▸ **Excerpted passage**:
+---+

Eça de Queirós Secondary School
Oval Studio designed the Eça de Queirós Secondary School giving them an expansive athletics facility in Póvoa do Varzim, Portugal.
The challenge of this project was to include a new sports facility in the complex of Escola Secundária Eça de Queirós. Despite having ample outdoor space for sports, with soccer fields, other sports and even an athletics track, this High School, located right in the urban center of Póvoa de Varzim (with two and a half hectares), did not had an adequate space to allow physical practice in any weather condition. The Eça de Queirós is a building set with long lasting presence in the memory of the people of Povóa for more than half a century, having served the population for several generations. In this sense, it was considered that any approach to design a new building to add to the existing ones had to be carefully analysed, seeking, if possible, a non-disruptive proposal with the context and the pre-existence surroundings.

+---+

▸ **Your tasks**:
1. In the text on the Eça de Queirós sports facility, update the passage between "The challenge of" and "the pre-existence surroundings.", inclusive, replacing "High School" with "secondary school".
2. List every name the text on the Eça de Queirós sports facility uses for the school.

+---+

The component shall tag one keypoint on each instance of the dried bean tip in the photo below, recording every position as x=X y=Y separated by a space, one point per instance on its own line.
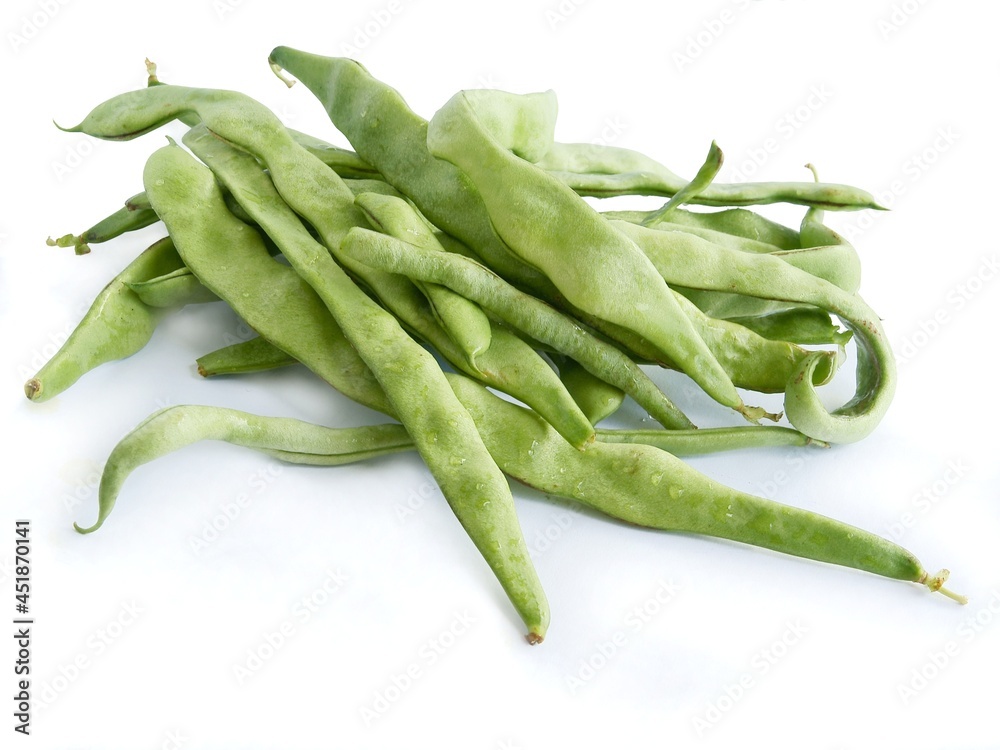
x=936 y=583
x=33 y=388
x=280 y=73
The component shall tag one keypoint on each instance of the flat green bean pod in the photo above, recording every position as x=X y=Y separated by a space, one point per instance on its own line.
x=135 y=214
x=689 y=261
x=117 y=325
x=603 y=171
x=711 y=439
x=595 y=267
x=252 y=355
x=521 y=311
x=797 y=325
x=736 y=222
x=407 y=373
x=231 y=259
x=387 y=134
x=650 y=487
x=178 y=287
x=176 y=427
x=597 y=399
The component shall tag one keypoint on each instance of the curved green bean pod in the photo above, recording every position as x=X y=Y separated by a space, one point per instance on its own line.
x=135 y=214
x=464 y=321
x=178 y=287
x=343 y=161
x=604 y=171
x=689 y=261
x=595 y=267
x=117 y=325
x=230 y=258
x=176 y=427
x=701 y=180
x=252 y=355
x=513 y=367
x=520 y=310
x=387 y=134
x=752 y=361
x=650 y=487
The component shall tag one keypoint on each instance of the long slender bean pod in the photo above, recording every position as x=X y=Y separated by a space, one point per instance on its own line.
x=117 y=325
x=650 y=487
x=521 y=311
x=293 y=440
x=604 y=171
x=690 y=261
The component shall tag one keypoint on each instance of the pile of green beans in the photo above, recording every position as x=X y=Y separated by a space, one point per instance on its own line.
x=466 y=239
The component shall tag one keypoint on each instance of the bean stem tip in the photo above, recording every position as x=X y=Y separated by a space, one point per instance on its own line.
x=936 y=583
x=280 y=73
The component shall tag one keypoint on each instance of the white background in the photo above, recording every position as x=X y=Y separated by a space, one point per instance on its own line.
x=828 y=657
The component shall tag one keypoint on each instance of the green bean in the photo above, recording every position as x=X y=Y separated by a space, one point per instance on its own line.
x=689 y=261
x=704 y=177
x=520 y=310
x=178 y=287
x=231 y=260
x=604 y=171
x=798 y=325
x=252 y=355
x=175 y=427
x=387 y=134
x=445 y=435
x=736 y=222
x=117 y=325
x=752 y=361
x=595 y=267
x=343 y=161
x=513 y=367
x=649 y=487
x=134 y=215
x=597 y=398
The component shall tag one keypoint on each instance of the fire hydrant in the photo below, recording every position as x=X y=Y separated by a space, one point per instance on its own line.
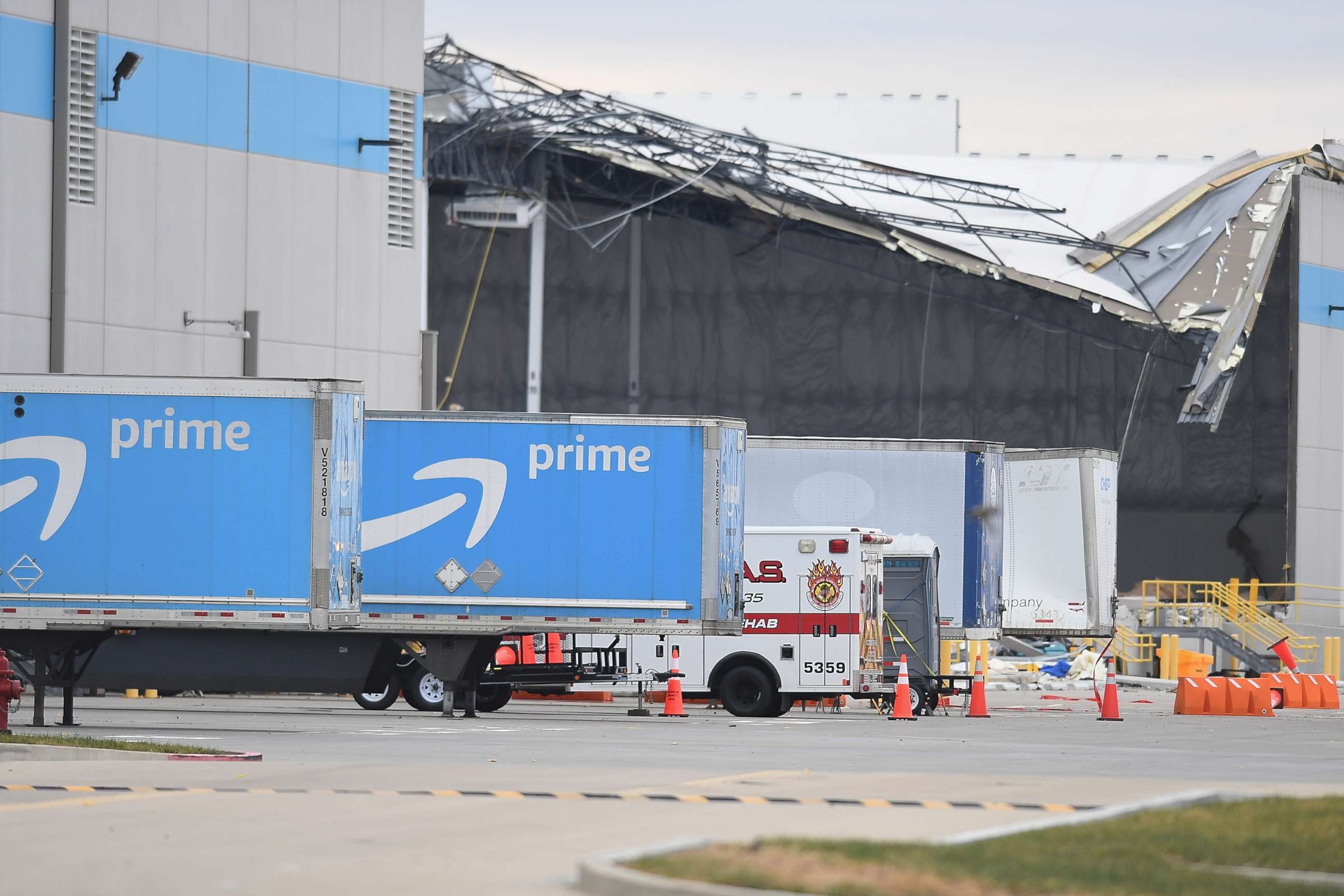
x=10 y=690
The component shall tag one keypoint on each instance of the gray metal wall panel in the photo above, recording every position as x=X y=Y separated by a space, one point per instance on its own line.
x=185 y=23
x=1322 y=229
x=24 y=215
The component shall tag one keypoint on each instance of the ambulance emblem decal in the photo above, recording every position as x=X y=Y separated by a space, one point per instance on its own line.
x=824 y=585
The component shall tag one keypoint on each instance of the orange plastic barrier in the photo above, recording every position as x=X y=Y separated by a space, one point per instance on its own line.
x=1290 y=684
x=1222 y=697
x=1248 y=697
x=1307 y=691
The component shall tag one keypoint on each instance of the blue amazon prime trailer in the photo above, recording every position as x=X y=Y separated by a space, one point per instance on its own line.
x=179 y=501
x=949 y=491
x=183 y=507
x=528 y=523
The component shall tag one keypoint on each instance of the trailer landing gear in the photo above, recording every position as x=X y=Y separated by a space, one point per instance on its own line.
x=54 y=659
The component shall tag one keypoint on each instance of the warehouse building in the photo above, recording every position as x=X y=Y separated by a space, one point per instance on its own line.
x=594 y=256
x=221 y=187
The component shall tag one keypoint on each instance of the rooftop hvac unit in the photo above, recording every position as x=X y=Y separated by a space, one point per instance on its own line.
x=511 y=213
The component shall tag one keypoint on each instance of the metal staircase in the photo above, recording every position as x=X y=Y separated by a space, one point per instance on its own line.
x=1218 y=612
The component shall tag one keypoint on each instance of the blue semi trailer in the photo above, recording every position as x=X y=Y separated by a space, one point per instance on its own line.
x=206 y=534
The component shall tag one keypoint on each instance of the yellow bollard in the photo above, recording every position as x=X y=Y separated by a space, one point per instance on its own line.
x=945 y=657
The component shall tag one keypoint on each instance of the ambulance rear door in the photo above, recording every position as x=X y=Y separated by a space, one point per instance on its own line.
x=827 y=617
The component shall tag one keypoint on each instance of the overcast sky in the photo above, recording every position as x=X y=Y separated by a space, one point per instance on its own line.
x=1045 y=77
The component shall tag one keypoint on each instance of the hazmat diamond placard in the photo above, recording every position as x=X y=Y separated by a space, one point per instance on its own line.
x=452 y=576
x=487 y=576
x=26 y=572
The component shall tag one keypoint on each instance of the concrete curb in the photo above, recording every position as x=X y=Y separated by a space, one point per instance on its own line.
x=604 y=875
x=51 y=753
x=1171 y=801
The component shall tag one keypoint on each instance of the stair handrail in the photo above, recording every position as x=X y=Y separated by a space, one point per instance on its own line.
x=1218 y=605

+---+

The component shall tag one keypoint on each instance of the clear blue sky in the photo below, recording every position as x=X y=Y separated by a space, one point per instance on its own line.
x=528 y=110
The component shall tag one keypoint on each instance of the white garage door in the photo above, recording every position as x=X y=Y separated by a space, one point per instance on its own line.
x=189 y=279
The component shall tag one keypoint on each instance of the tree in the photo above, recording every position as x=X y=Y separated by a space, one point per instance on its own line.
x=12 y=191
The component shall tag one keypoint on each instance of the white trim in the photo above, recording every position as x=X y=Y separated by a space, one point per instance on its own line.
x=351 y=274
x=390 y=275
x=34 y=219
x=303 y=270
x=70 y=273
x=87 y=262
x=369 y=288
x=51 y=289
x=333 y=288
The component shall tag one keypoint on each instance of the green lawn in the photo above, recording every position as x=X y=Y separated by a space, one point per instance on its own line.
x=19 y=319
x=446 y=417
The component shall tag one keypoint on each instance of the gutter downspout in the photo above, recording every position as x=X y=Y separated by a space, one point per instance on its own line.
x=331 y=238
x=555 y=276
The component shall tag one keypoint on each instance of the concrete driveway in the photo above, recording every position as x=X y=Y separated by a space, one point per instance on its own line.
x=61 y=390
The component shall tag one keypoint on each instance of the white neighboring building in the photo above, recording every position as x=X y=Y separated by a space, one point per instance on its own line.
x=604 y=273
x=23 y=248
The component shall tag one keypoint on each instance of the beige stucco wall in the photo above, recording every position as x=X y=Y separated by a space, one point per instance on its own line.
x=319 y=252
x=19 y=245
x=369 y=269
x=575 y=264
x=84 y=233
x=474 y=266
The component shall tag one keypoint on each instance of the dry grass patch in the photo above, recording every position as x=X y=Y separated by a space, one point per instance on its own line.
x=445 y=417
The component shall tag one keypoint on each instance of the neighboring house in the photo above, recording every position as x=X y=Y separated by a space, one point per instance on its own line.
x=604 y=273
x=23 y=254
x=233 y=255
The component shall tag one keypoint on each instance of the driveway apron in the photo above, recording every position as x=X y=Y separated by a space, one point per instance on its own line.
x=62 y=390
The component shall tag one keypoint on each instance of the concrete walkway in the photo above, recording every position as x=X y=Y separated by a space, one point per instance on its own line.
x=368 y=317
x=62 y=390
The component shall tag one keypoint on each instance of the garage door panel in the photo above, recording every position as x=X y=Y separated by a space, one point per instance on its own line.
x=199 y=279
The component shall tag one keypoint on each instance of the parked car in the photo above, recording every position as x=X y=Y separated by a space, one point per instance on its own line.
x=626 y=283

+---+

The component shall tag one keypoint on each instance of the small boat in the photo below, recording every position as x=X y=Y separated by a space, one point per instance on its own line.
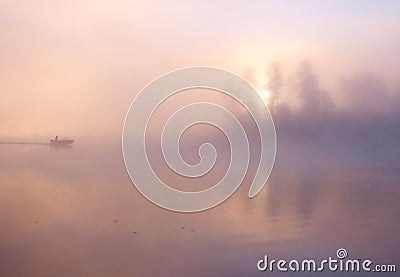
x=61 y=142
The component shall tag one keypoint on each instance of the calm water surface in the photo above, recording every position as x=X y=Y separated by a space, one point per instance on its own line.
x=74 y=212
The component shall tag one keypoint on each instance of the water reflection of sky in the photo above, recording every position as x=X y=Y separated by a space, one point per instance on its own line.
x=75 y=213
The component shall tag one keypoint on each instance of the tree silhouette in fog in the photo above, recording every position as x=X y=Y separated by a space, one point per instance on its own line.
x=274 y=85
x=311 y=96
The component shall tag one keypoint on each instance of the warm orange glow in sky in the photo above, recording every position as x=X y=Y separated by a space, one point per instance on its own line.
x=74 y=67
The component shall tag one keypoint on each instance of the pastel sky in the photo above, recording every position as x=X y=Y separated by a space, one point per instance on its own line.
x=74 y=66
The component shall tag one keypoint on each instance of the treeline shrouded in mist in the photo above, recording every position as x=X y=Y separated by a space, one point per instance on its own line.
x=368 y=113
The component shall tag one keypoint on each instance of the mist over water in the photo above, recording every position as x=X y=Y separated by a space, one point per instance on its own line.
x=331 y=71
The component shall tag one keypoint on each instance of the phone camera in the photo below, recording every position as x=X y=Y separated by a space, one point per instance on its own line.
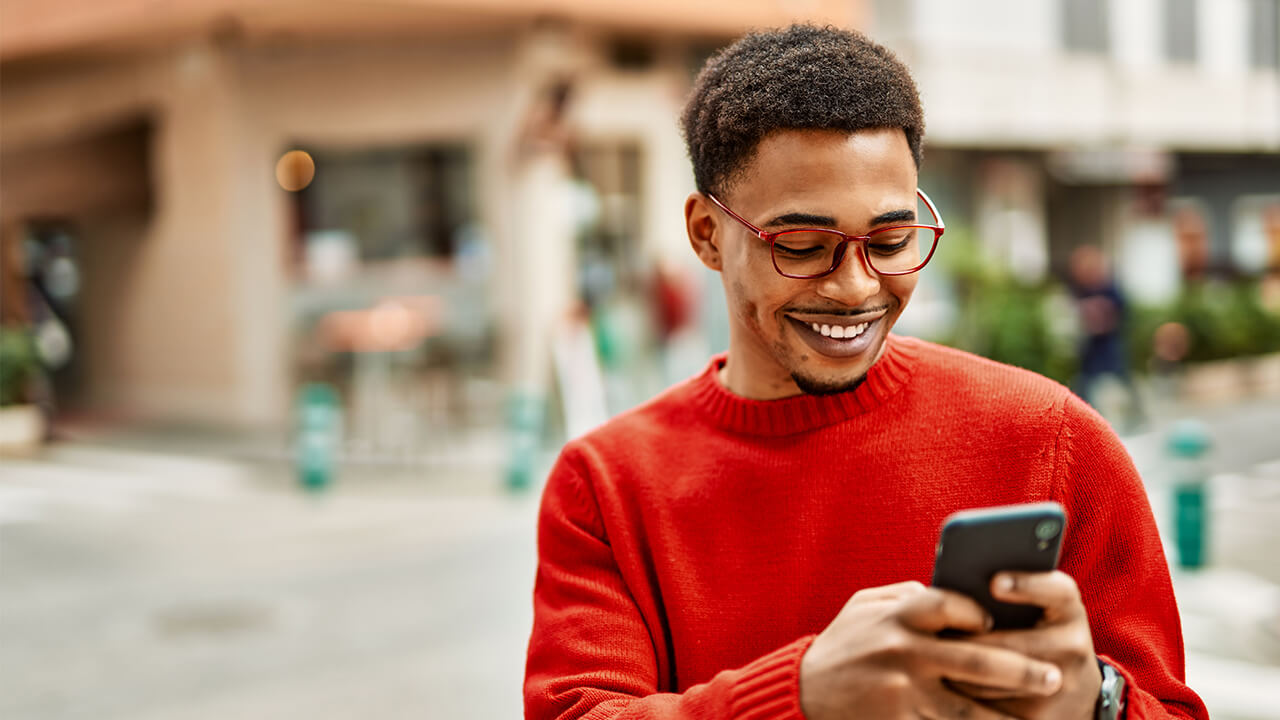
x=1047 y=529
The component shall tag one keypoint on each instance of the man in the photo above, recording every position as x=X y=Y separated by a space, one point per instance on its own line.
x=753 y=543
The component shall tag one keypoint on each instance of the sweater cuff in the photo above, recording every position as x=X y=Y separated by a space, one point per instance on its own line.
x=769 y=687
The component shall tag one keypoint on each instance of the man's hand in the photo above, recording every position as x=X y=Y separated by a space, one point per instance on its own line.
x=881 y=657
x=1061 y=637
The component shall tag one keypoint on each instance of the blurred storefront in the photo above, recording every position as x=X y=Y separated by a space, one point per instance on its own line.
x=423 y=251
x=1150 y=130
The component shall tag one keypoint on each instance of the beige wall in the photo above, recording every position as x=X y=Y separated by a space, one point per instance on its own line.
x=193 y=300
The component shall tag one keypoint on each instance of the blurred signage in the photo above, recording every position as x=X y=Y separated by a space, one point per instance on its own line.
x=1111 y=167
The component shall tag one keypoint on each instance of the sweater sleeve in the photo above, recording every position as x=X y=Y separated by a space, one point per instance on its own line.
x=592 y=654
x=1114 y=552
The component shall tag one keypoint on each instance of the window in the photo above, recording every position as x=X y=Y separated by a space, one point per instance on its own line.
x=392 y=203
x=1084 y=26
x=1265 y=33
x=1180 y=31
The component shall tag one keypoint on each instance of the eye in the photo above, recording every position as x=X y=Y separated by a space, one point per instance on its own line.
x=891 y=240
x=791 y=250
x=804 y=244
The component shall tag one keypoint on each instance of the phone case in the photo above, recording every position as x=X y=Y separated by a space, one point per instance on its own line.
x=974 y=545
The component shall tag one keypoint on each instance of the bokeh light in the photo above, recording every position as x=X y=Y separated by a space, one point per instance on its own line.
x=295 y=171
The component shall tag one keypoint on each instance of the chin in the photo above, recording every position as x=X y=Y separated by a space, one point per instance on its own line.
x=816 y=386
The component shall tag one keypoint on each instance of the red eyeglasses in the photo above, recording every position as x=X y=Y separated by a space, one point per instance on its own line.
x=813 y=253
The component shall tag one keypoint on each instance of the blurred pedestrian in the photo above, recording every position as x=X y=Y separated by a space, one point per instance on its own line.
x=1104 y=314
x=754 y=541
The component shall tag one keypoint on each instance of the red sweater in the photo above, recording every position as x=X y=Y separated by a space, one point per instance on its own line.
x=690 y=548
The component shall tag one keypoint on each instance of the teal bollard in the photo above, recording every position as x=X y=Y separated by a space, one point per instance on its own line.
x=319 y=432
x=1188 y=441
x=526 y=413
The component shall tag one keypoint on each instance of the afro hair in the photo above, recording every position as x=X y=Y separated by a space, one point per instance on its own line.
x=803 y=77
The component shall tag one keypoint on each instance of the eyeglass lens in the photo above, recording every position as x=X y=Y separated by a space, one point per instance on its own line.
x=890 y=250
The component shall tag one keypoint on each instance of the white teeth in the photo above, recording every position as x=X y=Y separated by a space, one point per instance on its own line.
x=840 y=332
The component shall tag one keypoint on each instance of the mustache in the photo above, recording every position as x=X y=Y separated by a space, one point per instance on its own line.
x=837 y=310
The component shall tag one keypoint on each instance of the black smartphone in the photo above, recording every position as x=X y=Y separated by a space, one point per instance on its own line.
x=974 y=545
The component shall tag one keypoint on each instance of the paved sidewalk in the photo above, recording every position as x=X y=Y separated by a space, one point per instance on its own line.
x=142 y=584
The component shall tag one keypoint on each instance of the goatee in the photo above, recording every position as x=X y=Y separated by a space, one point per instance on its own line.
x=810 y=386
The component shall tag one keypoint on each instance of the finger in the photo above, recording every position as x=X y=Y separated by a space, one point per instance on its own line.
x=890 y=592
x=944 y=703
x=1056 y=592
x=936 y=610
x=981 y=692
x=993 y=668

+---+

▸ **Response list**:
1.
The challenge of this project was to include a new sports facility in the complex of Escola Secundária Eça de Queirós. Despite having ample outdoor space for sports, with soccer fields, other sports and even an athletics track, this secondary school, located right in the urban center of Póvoa de Varzim (with two and a half hectares), did not had an adequate space to allow physical practice in any weather condition. The Eça de Queirós is a building set with long lasting presence in the memory of the people of Povóa for more than half a century, having served the population for several generations. In this sense, it was considered that any approach to design a new building to add to the existing ones had to be carefully analysed, seeking, if possible, a non-disruptive proposal with the context and the pre-existence surroundings.

2.
Eça de Queirós Secondary School
Escola Secundária Eça de Queirós
The Eça de Queirós